◆ **Instrucciones de trabajo**:
**a.** Según el texto sobre al-Andalus, ¿durante cuánto tiempo dejó esa cultura su legado?
**b.** Extrae del texto sobre al-Andalus el fragmento que empieza con "En efecto, tanto" y sigue hasta "libros de texto.", ambos incluidos.

◆ **Extracto de la página**:
►

En efecto, tanto la España cristiana, como el mundo musulmán, han valorado poco adecuadamente hasta hace muy pocas décadas la importancia histórica que tuvo al-Andalus en el mundo de su tiempo. Sí, otro ejemplo similar tenemos con Bizancio. Ni los actuales turcos se consideran herederos directos de aquella refinada civilización, ni los griegos de hoy día, que han recibido tanto su lengua como su cultura, han sabido valorar y conservar en su justa medida la importancia que tuvo aquel período histórico, hoy escasamente recordado incluso en los libros de texto.
Y este olvido resulta mucho más grave en el caso de al-Andalus, cuando se trató de una cultura que a lo largo de casi ochocientos años dejó un legado imperecedero que prácticamente resulta único en la Europa actual. Así, todavía podemos extasiarnos contemplando los suntuosos palacios en que vivían sus gobernantes, los espléndidos jardines por los que paseaban, las grandiosas mezquitas en las que rezaban, los elevados alminares desde los que llamaban a la oración, los alcázares inexpugnables en los que se defendían, los resistentes puentes que favorecían el tráfico y los intercambios comerciales, la útil red de canales y acequias que construyeron para regar las fértiles huertas…
Pero aunque todo esto no permaneciera en pie, se mantendría vivo (aunque siguiéramos desconociendo el origen de nuestra cultura) el legado cultural que transmitió a la Europa de su tiempo y, por extensión, a la mayor parte del mundo actual. Y es que, en una época en la que buena parte del mundo occidental vivía en la oscuridad y el retraso cultural, en la mayor parte de España y de Portugal existía una civilización mucho más avanzada que recogió el legado del mundo clásico y lo conservó y perfeccionó de una manera fundamental para su conservación posterior.

◄

◆ **Datos proporcionados**:
►

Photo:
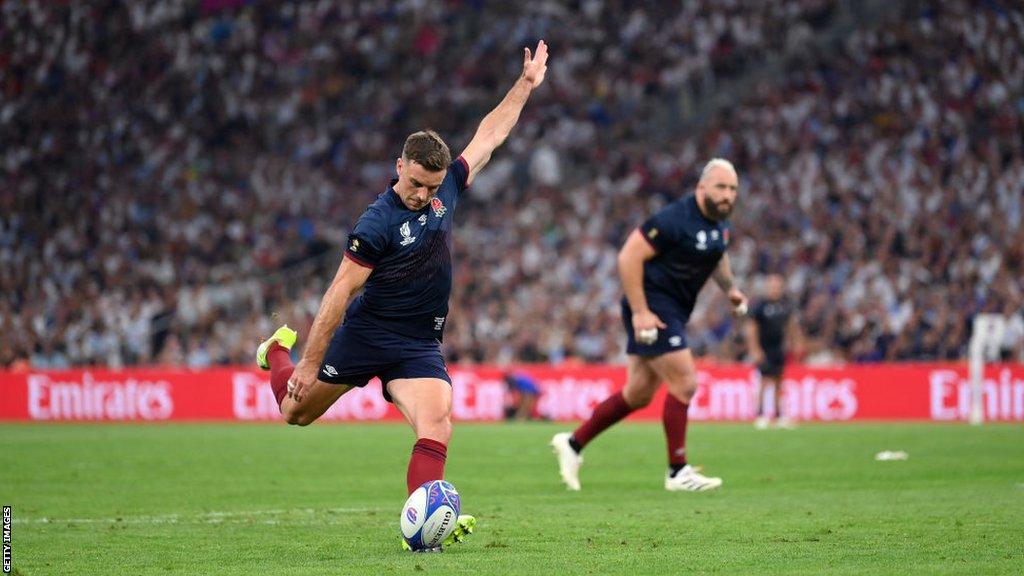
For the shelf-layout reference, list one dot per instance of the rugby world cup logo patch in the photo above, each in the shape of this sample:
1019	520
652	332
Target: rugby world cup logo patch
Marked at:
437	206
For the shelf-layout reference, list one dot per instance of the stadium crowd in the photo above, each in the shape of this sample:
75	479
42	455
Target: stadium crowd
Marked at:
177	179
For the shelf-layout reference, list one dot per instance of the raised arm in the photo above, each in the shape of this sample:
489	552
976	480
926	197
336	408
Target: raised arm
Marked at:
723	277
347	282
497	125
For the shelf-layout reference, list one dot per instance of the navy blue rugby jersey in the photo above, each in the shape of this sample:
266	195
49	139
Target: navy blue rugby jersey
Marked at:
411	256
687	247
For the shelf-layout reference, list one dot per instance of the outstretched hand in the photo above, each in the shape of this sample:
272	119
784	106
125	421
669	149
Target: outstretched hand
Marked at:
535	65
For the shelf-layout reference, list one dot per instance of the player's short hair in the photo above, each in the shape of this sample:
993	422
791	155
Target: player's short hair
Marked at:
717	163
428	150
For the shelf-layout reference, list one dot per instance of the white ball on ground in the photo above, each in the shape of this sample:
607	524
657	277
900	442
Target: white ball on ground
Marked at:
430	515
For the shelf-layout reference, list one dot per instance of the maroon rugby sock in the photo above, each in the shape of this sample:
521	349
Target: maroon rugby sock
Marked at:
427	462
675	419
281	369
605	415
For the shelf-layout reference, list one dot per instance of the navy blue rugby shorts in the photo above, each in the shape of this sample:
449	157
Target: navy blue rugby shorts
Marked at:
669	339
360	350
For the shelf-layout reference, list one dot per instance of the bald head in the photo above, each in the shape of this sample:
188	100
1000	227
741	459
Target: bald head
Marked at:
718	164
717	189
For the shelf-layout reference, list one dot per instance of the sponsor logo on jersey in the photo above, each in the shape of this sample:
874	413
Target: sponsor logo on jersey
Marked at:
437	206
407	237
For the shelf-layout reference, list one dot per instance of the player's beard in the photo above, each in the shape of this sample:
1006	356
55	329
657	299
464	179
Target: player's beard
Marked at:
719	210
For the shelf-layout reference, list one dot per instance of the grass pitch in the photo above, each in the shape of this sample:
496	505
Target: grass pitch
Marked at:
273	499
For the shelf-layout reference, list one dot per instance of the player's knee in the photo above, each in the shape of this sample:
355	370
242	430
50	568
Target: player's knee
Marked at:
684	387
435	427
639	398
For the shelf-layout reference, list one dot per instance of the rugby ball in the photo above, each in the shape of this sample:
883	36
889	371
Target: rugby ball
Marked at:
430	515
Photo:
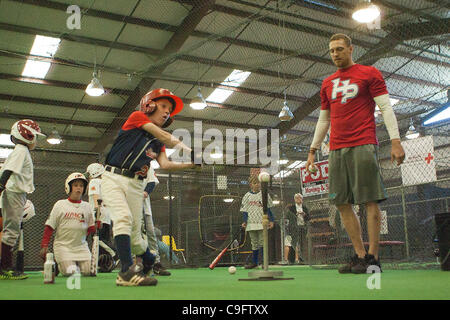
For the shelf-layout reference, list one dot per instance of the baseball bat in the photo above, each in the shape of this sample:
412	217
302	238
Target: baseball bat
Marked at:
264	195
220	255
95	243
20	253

◄
►

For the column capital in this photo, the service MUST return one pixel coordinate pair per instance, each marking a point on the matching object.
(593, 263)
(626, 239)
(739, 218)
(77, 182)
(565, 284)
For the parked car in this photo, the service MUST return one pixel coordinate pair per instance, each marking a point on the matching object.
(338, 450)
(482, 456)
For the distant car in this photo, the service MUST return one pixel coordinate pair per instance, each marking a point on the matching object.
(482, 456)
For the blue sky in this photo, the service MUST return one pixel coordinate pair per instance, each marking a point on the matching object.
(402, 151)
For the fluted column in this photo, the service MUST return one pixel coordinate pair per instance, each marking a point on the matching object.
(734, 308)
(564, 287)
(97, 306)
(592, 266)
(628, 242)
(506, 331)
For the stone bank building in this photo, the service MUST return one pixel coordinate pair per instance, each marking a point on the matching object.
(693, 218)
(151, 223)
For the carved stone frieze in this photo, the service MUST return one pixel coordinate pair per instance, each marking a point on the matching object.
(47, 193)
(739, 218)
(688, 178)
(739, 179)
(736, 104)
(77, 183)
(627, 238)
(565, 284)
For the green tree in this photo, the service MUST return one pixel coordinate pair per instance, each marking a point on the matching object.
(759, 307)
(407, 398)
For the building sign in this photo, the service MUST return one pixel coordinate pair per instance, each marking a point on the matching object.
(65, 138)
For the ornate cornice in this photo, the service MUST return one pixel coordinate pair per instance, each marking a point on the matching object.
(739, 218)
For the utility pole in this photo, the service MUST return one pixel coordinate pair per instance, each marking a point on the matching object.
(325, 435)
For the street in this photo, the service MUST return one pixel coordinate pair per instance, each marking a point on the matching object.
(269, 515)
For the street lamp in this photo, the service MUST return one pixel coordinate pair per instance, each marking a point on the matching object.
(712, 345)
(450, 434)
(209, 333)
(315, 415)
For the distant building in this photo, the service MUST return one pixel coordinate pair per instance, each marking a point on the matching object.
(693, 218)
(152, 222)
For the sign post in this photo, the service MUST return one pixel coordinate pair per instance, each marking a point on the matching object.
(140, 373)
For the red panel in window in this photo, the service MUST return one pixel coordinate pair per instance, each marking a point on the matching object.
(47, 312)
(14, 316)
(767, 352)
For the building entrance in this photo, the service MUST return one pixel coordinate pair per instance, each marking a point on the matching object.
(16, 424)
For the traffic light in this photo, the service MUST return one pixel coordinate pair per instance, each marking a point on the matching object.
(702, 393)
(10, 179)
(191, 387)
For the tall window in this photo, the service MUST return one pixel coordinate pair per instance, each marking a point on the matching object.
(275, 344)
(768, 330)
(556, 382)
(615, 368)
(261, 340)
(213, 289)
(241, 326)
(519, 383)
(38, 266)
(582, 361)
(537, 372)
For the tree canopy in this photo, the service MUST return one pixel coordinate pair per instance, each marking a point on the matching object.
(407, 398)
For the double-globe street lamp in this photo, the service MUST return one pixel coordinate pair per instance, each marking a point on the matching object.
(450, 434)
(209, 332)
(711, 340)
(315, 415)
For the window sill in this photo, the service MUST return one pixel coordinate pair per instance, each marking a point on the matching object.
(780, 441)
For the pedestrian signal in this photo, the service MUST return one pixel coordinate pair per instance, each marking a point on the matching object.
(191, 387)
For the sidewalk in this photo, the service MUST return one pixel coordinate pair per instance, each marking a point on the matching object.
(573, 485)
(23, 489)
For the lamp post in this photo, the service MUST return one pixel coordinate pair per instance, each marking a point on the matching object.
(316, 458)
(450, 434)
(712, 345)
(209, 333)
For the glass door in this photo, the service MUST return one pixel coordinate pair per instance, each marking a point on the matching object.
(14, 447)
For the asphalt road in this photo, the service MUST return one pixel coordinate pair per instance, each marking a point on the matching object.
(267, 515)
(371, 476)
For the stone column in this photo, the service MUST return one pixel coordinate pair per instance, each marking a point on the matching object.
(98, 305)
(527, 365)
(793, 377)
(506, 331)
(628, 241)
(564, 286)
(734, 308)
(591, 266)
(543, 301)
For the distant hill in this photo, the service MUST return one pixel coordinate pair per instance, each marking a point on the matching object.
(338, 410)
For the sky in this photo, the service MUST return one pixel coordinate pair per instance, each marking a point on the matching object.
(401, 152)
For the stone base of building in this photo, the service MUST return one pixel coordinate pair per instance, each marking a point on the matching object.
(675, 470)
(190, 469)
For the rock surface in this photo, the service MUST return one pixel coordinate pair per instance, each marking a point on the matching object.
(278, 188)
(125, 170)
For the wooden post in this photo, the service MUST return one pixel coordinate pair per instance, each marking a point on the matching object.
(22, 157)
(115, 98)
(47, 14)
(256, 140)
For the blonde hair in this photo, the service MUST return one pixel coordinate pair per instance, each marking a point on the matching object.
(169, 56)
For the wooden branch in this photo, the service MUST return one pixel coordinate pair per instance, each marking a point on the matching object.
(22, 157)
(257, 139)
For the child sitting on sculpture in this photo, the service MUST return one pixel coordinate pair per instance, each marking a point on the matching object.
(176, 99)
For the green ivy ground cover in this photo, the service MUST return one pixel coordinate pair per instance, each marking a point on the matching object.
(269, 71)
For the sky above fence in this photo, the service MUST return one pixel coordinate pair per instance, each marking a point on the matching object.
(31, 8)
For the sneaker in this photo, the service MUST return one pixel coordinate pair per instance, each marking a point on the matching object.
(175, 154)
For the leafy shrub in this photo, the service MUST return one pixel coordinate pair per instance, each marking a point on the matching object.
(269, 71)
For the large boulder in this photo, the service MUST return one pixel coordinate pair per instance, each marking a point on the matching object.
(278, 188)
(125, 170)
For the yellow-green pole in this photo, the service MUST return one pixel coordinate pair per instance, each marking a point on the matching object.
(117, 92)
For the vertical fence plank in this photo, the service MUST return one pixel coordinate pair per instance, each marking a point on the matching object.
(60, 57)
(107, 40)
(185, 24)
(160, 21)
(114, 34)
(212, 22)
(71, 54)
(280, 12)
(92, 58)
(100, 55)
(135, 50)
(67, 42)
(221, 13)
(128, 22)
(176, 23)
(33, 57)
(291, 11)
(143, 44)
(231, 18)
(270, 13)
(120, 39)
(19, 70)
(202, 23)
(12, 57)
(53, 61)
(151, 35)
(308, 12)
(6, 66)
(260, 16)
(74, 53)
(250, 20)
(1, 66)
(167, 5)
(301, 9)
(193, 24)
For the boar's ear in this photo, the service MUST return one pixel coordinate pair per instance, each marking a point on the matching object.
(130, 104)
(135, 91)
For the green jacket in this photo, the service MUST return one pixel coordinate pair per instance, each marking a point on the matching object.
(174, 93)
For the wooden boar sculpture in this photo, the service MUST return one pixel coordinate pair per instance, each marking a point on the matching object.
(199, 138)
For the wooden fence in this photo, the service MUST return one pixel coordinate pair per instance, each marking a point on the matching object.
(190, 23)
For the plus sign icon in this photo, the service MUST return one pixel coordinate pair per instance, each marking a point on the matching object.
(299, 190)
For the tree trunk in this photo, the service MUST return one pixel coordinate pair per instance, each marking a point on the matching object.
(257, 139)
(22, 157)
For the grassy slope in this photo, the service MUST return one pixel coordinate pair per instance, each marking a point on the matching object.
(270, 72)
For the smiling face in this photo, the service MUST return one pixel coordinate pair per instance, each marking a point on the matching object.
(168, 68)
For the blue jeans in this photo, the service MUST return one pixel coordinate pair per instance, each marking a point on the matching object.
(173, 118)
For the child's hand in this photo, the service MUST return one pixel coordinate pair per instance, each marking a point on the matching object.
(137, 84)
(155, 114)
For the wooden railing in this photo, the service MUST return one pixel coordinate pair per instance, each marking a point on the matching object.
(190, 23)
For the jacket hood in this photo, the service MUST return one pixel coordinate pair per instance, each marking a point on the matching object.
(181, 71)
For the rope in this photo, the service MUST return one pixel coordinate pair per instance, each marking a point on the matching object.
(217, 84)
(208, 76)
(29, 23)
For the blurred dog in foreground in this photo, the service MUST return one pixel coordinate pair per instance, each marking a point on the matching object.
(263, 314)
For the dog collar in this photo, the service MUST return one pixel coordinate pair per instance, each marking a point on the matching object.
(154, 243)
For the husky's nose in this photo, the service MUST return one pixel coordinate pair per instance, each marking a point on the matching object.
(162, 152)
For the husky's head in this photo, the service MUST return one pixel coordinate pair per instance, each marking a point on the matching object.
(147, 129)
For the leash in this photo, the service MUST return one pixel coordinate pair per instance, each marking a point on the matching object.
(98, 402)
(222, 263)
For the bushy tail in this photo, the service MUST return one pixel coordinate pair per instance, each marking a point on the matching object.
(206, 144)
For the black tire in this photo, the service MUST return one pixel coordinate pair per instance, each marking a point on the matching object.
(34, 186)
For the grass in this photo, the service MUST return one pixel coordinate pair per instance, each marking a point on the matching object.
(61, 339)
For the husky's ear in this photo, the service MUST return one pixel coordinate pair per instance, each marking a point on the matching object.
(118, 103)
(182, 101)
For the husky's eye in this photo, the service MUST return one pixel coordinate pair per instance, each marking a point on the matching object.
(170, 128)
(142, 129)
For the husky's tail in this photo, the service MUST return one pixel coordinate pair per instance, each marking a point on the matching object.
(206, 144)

◄
►

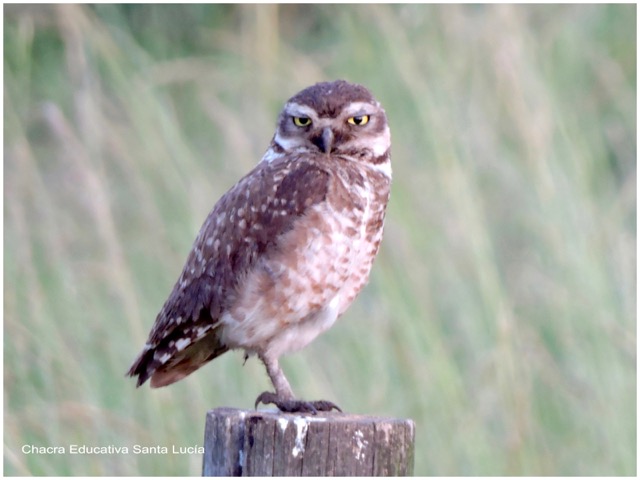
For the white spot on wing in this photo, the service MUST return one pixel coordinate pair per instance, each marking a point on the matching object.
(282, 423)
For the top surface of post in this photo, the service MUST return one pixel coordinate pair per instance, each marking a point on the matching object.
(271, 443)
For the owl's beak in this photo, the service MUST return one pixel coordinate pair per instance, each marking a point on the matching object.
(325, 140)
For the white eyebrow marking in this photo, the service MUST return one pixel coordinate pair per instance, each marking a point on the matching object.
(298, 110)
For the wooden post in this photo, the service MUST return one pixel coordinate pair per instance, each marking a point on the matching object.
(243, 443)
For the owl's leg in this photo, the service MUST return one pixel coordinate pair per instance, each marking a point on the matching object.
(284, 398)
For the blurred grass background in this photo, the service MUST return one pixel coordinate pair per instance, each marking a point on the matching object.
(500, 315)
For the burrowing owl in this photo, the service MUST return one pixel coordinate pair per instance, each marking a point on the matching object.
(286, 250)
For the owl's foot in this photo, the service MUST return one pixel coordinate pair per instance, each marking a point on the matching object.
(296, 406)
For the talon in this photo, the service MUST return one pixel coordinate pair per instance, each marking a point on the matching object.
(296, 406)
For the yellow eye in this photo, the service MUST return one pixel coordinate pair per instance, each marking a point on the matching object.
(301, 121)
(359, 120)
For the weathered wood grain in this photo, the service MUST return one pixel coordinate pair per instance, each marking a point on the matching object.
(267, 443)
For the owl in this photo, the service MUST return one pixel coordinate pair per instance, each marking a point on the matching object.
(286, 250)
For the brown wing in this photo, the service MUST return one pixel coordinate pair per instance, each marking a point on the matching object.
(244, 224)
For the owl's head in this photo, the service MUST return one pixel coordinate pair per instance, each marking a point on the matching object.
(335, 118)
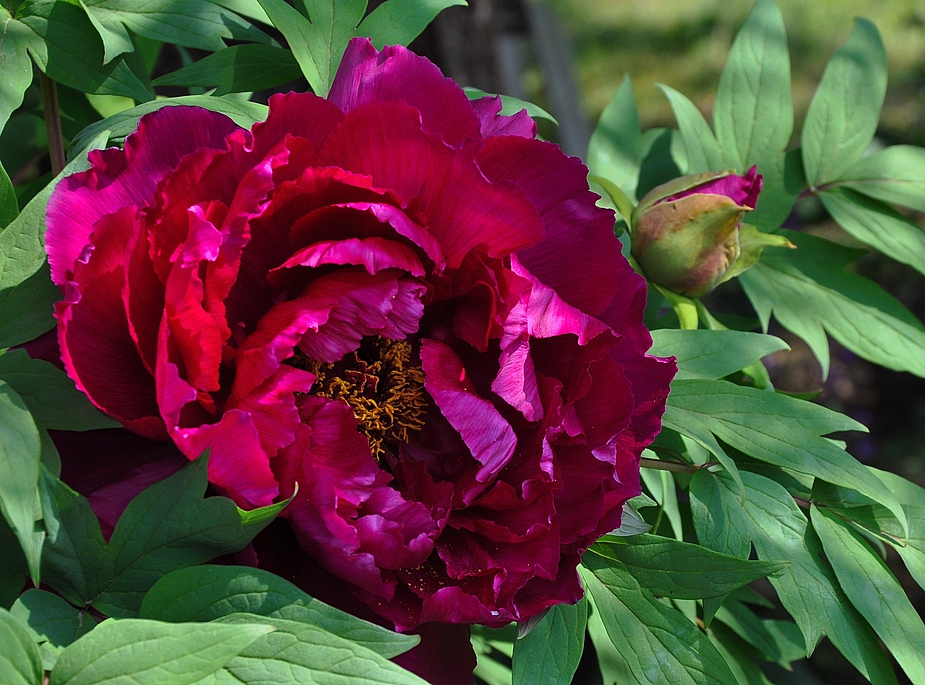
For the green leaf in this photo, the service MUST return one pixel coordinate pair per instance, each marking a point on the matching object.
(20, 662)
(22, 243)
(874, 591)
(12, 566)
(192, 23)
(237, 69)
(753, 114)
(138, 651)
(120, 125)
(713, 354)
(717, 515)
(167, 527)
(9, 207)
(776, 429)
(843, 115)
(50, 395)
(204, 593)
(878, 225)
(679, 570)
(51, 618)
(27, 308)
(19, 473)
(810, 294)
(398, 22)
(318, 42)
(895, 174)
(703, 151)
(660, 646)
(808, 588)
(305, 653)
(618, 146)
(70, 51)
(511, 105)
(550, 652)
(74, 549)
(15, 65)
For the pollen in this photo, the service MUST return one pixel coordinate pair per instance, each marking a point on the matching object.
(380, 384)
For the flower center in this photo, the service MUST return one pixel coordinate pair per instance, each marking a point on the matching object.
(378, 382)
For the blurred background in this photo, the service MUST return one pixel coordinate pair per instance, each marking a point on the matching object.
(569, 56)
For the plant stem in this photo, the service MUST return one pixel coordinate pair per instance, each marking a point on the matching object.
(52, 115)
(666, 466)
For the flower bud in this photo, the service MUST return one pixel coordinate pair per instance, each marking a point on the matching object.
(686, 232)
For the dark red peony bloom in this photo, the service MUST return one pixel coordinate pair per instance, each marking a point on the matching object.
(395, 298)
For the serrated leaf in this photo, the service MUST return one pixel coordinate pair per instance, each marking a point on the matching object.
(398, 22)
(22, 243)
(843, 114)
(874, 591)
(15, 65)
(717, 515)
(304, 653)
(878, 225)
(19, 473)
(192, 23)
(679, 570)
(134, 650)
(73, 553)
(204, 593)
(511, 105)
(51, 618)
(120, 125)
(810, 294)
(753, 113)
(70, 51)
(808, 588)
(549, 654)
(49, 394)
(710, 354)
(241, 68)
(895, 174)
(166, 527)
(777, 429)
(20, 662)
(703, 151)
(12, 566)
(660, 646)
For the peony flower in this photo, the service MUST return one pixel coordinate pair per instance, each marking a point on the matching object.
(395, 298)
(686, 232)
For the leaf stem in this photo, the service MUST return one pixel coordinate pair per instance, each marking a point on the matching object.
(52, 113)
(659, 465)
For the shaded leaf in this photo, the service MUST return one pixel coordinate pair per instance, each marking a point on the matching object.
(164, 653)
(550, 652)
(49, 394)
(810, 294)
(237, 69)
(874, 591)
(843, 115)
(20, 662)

◄

◆ **Respuestas por número**:
**a.** A lo largo de casi ochocientos años.

**b.**
En efecto, tanto la España cristiana, como el mundo musulmán, han valorado poco adecuadamente hasta hace muy pocas décadas la importancia histórica que tuvo al-Andalus en el mundo de su tiempo. Sí, otro ejemplo similar tenemos con Bizancio. Ni los actuales turcos se consideran herederos directos de aquella refinada civilización, ni los griegos de hoy día, que han recibido tanto su lengua como su cultura, han sabido valorar y conservar en su justa medida la importancia que tuvo aquel período histórico, hoy escasamente recordado incluso en los libros de texto.